_What needs to be done_
From the records below, extract all the text exactly and leave the images behind.

_Input material_
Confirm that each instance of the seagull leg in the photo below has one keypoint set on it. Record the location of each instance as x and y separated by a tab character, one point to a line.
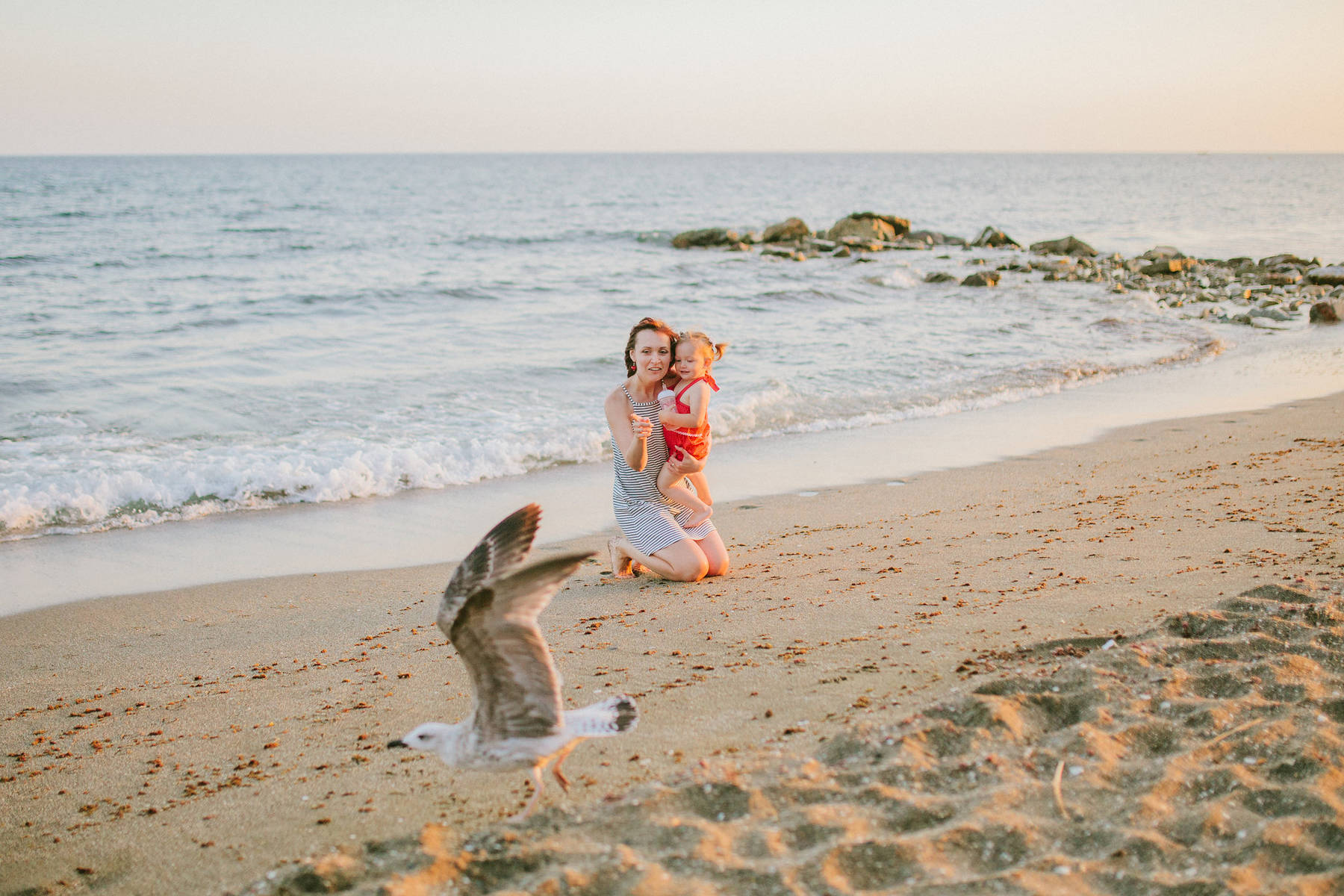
556	770
535	774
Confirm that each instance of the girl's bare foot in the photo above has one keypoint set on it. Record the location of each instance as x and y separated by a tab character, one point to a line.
620	563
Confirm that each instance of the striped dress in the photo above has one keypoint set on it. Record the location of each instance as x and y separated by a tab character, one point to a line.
645	516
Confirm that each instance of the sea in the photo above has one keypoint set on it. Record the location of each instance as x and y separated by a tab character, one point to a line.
203	337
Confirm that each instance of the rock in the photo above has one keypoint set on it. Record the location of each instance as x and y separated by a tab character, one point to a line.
1327	312
706	237
1169	267
1275	261
983	279
995	238
870	226
785	231
1058	267
1330	276
1063	246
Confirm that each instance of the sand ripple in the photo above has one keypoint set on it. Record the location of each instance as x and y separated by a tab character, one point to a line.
1201	758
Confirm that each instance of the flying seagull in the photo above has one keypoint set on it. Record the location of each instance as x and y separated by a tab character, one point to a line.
490	613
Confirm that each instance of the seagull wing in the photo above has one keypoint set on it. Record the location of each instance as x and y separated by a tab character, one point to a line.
503	548
517	689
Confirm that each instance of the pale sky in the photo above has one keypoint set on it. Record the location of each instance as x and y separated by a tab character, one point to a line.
635	75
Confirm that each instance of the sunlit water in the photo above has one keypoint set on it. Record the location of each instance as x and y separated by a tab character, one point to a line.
201	335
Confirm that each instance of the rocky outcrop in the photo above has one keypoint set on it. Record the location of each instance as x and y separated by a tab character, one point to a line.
1063	246
1328	276
1328	312
870	227
995	238
983	279
785	231
705	237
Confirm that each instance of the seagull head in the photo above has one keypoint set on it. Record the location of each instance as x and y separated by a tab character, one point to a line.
432	738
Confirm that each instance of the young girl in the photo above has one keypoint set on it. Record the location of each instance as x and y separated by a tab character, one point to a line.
683	415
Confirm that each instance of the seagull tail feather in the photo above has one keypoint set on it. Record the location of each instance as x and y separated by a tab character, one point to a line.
605	719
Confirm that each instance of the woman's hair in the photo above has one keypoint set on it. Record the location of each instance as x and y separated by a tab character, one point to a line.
712	349
645	323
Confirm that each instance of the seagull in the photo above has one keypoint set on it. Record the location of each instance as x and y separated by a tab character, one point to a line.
490	612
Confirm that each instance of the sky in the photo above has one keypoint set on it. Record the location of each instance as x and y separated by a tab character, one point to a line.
633	75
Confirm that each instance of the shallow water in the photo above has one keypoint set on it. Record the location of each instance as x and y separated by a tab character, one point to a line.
193	336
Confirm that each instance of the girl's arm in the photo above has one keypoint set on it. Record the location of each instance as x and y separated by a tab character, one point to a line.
629	430
698	399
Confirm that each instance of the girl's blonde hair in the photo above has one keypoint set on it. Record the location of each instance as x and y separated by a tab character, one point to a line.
712	349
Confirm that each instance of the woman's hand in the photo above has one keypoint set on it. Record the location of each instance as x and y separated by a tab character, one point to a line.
640	426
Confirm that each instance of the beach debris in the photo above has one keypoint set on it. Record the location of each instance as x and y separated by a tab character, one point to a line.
517	721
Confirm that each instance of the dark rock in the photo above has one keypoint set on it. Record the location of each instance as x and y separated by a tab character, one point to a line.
785	231
1063	246
1330	276
1169	267
983	279
995	238
1328	312
1275	261
706	237
870	226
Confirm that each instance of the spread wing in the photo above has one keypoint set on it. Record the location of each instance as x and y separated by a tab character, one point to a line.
503	548
517	689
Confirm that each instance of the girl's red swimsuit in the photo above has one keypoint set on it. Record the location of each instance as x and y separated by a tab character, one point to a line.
692	441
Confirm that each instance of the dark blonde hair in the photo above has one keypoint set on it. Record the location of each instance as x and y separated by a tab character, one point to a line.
647	324
714	349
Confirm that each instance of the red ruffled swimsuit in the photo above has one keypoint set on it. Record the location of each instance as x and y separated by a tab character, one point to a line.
694	441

_Answer in full_
Confirm that each instance of the seagull leg in the photo below has one keypoint set on it. Record the location of each instance as x and y separated by a tab character, one point to a line.
556	770
535	774
Confirm that each instance of the girl's bare foot in the photo above has one keypoint set on it. Record the location of each instance as x and y separated by a tab character, one point to a line.
620	563
Confirm that each instance of the striped dress in the photo above has one keypoint set on it. Record the location of each instance as x and y separated by a tab character, one point to a line.
645	516
Confirm that each instance of the sea in the photo above has one keypoint set on it. Record the location of each instance as x and y separated by a tab character, one point to a line.
203	337
Confirm that each instance of the rock in the photo above has one keypoint set on it. Record the location of each instance as x and y separated by a tab character, one point to a line.
1327	312
706	237
1169	267
1275	261
983	279
995	238
870	226
785	231
1058	267
1330	276
1063	246
Confirm that each instance of the sand ripple in the photo above has one keypoint set on it. Record the location of each instance as x and y separated by a tab character, one point to a line.
1201	758
Confirm that each instance of the flying seagull in the photo above has one keypoint set on it. Record the location of each instance as x and y separated by a tab character, one point to a line.
490	613
Confirm that each instance of the seagull wing in the photo above has one keypoint set on it. Record the location of each instance as x and y separated by a tab character, one point to a line.
503	548
517	689
Confirm that each instance of the pale sky in the photo above has one keypoint set on it. Record the location of each instance as x and y separated by a tab character, one point to a line.
635	75
Confirm that each instance of the sunlit water in the photo above has one keypoint set on it. Record the location of each instance as x and y separated by a tab character, one point to a line.
201	335
Confirm that each instance of the rocky outcrop in the photo above has one keypoint set on it. Record the location of each instance as x and y separated by a tab character, one point to a line.
1063	246
1328	276
1328	312
870	227
995	238
983	279
785	231
705	237
Confirm that each instance of the seagull head in the photo above has one keypoint set on it. Record the location of each instance as x and y separated by a tab character, one point to a line.
432	738
Confirm that each instance of the young girl in the photo above has one keypoint set on it. Record the location of each instance as x and y separated by a tab character, one point to a line.
683	415
Confirm that each instance of the seagull tail feather in the photo above has one keypoint set on it. Record the location of each instance as x and y separated by a tab character, one point to a line.
605	719
Confirm that each instance of the woman's hair in the photo above has one keypoint set on it. Record the location of each instance as x and y separated by a tab character, one point to a line.
712	349
645	323
Confirm that each instance of the seagull in the photo above has one keypoint set on it. Record the location of each instance as x and y separated by a tab character, one point to a line.
490	612
Confirm that each instance of the sky in the photo above has one keypoint set on it. Record the location of each instance as x and y separated by a tab character, one point to a line.
633	75
Confirm that each instance of the shallow water in the photo above has one keypoint set on it. Record the location of each instance as x and y separated by a tab character, one point to a line.
193	336
Confirm that each instance of the girl's arm in the photo above has one keypoint set on it. Record the location of each instance as x and y separated by a tab character, one point to a line.
629	430
698	399
Confirm that each instance of the girl's blonde hair in the photo above has one keypoint set on it. Record the location of each instance as x and y separated by a tab character, one point to a line.
712	349
Confirm that each instance of the woman's hand in the photo above has one keypoint set on it. Record the location of each instance as x and y separated by a tab character, one point to a line.
640	426
Confirm that each instance of the beach debris in the photo above has one keypoint set on it. Record the location of each instance as x and y separated by a tab character, one point to a line.
517	721
Confirm that each instance of the dark rock in the photo above has one keypoint set on it. Record the location of each instance as x and y separated by a tab character, one point to a line.
785	231
1063	246
1330	276
1169	267
983	279
995	238
1328	312
1275	261
706	237
870	226
Confirm that each instance of the spread wing in the photo above has one keypoint set on it. Record the location of each instance as x and y separated by a tab character, one point to a line.
503	548
517	689
Confirm that each instance of the girl's red swimsuit in the photo above has one keypoint set on it. Record the location of each instance as x and y separated by a tab character, one point to a line.
692	441
Confirm that each instance of the dark blonde hair in the photo above has one keypoint set on it. Record the location of each instance as x and y separated by a tab character, one point to a line.
647	324
714	349
Confirm that each instance of the red ruffled swimsuit in the photo above has one keypoint set on it. Record the location of each instance as x and y separated by a tab character, one point to a line.
694	441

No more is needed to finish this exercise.